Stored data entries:
== == ==

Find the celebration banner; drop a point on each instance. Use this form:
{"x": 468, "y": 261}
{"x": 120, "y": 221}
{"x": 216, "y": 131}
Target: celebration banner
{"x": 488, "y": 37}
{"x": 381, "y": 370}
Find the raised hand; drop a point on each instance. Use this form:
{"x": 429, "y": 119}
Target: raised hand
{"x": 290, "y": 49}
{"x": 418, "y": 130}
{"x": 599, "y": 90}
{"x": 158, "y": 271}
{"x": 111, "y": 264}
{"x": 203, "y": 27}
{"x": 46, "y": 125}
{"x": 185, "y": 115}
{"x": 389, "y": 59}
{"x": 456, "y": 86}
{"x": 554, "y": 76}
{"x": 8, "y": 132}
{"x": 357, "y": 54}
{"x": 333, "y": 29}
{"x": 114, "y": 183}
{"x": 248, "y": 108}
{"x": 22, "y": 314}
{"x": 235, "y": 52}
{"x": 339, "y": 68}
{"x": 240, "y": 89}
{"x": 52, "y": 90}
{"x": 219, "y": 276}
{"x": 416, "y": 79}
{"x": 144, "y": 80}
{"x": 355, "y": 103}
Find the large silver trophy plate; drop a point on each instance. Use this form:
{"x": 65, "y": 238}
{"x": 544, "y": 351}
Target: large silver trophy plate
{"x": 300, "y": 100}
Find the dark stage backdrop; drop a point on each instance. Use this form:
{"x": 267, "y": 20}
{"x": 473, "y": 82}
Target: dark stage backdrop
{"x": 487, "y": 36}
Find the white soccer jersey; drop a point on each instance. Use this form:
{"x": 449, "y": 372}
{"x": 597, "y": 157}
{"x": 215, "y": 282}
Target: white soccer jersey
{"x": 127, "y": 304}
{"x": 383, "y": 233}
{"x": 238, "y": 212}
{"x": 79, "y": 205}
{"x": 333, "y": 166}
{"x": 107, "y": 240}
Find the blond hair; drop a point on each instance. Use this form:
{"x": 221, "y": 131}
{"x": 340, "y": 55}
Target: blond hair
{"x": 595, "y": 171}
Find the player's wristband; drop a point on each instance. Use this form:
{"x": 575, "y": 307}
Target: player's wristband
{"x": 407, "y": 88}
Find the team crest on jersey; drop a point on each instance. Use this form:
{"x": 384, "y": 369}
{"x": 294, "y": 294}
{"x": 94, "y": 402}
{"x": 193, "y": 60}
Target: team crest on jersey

== == ==

> [Task brief]
Wherever a line of the entries holds the string "this", copy that line.

> [Response to the task]
Find the celebration banner; drop a point on each instance. Use this form:
Find the raised hand; drop a point on each instance. Use this form:
Find the large silver trophy plate; drop a point on each instance. Use this form:
Find the dark stage backdrop; drop a point on each instance. Use this form:
Find the white soccer jersey; drop a point on each instance. Use this form:
Find the blond hair; drop a point on each instance. Use this form:
Find the player's wristband; drop a point on each instance. Use this form:
Find the team crest on jersey; drop a point on each instance. Use this form:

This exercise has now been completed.